EXERCISE A -> Gather every line of the rows below that contains the word "plaid".

PASSAGE ->

________________________

I built a GUI tool that takes excel files and outputs a finished report to help automate a report at work. It was a fantastic learning experienced and I feel much more comfortable with pandas and python, but I am very aware of some bad programming practices I have included.
I am self taught, and a little stuck on what I should focus on how to improve my program, I'm just looking to be pointed in the right direction.
Most of the program is wrapped into one "Try/Except" block. I'm really not experienced enough to know what else I can do to improve it, aside from implementing some DRY and wrapping part of the program into a function so its not repeated for multiple files.
Could a pandas guru or python guru give me a nudge in the right direction? I'm hitting a block on best practices to implement.
import Tkinter
import pandas as pd
import xlsxwriter
class simpleapp_tk(Tkinter.Tk):
    def __init__(self,parent):
        Tkinter.Tk.__init__(self,parent)
        self.parent = parent
        self.initialize()
    def initialize(self):
        self.grid() # Create the grid
        #Label for entering filename
        label_one = Tkinter.Label(self, text="Please Enter a Filename:",anchor="w",fg="black",
                              font="Times_New_Roman 10 bold")                              
        label_one.grid(column=0,row=1,sticky='W')
        #Label for entering filename
        label_one2 = Tkinter.Label(self, text="Please Enter a 2nd Filename:",anchor="w",fg="black",
                              font="Times_New_Roman 10 bold")                              
        label_one2.grid(column=0,row=2,sticky='W')      
        #Example label
        label_two = Tkinter.Label(self, text="RXInfoAug1.xlsx",anchor="center",fg="black",
                              font="Times_New_Roman 10")
        label_two.grid(column=1,row=3,sticky='EW')
        #Creating label area for user information.
        label_three = Tkinter.Label(self, text="Please select User:",anchor='w',fg='black',
                                font="Times_New_Roman 10 bold")
        label_three.grid(column=0,row=4,sticky='EW')
        #Label four is for EXAMPLE text
        label_four = Tkinter.Label(self,text="Example:",anchor='w',fg='black',
                               font="Times_New_Roman 10 bold")
        label_four.grid(column=0,row=3,sticky='W')
        #Label five is below Generate RX report, spits out result information.
        label_five = Tkinter.Label(self,text="----------Result Info----------",anchor='center',
                               fg='black',font="Times_New_Roman 10 bold")
        label_five.grid(column=0,row=6,sticky='EW',columnspan=2)
        #Label six is return information after clicking the button
        self.labelVariable_six = Tkinter.StringVar()  #have to create a variable to return
        label_six = Tkinter.Label(self,text="None",anchor='center',fg='white',bg="blue",
                              font='Times_New_Roman 10 bold',
                              textvariable=self.labelVariable_six) #notice the return variable
        label_six.grid(column=0,row=8,sticky='EW',columnspan=2)

________________________

Point annotation records ->
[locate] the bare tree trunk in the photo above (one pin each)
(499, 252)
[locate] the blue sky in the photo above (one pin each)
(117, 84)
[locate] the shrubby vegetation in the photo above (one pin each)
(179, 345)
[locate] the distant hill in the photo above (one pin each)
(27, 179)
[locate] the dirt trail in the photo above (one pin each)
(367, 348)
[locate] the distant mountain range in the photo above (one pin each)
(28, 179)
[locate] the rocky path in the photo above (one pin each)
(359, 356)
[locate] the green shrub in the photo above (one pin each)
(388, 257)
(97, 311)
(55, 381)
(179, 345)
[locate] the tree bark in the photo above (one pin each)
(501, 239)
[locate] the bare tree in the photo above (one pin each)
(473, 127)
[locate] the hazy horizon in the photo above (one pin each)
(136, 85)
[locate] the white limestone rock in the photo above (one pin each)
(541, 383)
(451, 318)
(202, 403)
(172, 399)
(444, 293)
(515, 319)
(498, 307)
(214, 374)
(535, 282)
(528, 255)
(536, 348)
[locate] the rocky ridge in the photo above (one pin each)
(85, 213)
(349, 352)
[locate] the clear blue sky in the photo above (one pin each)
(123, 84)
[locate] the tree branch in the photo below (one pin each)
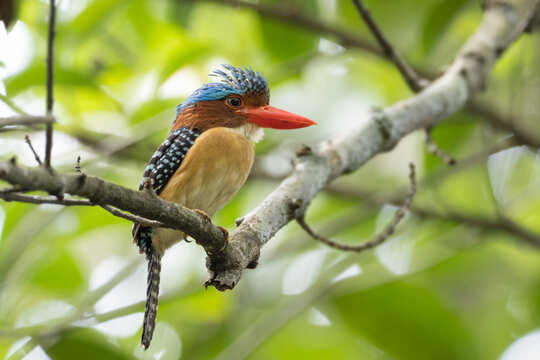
(347, 39)
(313, 170)
(25, 120)
(103, 193)
(50, 81)
(415, 82)
(380, 132)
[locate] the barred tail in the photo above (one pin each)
(152, 292)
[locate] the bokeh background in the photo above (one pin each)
(459, 280)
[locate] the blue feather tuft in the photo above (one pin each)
(233, 81)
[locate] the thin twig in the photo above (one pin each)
(78, 165)
(11, 194)
(36, 156)
(133, 218)
(415, 82)
(50, 81)
(377, 240)
(25, 120)
(435, 150)
(36, 199)
(10, 190)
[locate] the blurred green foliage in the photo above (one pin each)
(72, 282)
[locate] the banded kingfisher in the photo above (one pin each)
(206, 159)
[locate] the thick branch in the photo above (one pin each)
(347, 39)
(313, 171)
(104, 193)
(380, 132)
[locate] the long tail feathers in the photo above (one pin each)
(152, 292)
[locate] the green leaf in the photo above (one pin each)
(85, 344)
(285, 41)
(59, 273)
(437, 20)
(407, 322)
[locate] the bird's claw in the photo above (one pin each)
(203, 214)
(227, 237)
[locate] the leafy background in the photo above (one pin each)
(446, 286)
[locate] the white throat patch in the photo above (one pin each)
(251, 131)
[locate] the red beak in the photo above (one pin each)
(271, 117)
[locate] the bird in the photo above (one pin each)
(205, 159)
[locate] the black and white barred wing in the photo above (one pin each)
(163, 164)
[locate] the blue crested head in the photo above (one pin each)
(235, 81)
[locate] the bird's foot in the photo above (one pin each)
(227, 237)
(203, 214)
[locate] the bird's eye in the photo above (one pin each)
(234, 102)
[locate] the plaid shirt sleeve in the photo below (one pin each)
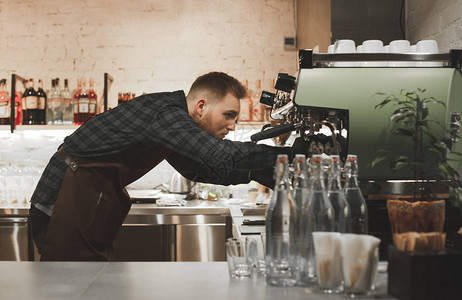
(152, 122)
(218, 159)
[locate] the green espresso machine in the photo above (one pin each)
(332, 106)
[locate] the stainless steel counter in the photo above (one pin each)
(194, 232)
(146, 280)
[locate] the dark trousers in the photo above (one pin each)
(39, 226)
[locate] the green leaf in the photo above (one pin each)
(402, 131)
(383, 155)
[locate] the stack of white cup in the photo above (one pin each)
(376, 46)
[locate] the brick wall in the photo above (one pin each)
(440, 20)
(146, 45)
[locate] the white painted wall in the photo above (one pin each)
(146, 45)
(440, 20)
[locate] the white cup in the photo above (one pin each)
(400, 46)
(373, 46)
(428, 46)
(330, 48)
(345, 46)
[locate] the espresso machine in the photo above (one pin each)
(331, 104)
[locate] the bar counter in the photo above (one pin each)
(146, 280)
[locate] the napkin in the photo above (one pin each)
(360, 256)
(171, 200)
(328, 259)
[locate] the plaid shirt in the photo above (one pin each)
(157, 121)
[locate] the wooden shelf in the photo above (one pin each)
(40, 127)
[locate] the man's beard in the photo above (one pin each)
(206, 123)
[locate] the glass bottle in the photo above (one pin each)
(92, 98)
(4, 104)
(75, 102)
(300, 181)
(300, 196)
(119, 99)
(49, 110)
(30, 102)
(282, 230)
(354, 196)
(246, 111)
(318, 215)
(58, 97)
(54, 105)
(84, 103)
(342, 214)
(68, 115)
(257, 107)
(42, 100)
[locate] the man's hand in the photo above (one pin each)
(263, 176)
(300, 146)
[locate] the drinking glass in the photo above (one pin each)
(328, 261)
(345, 46)
(359, 263)
(428, 46)
(236, 256)
(400, 46)
(373, 46)
(256, 254)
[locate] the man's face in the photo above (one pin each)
(220, 117)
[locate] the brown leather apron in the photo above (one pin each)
(92, 205)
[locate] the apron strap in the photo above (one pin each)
(69, 160)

________________________

EXERCISE B -> Using the post about the Tkinter report tool, decide whether each statement agrees with it, answering yes or no and quoting the words that settle it: (i) The author learned programming through formal instruction. (ii) Most of the program sits inside a single Try/Except block. (iii) The label reading "Please select User:" is placed in column 1 of the grid.

COMPLETE RESPONSE A ->
[locate] the plaid shirt sleeve in the photo below (one pin each)
[locate] the plaid shirt in the photo above (one pin each)

COMPLETE RESPONSE B ->
(i) No: “I am self taught”
(ii) Yes: “Most of the program is wrapped into one "Try/Except" block.”
(iii) No: “label_three.grid(column=0,row=4,sticky='EW')”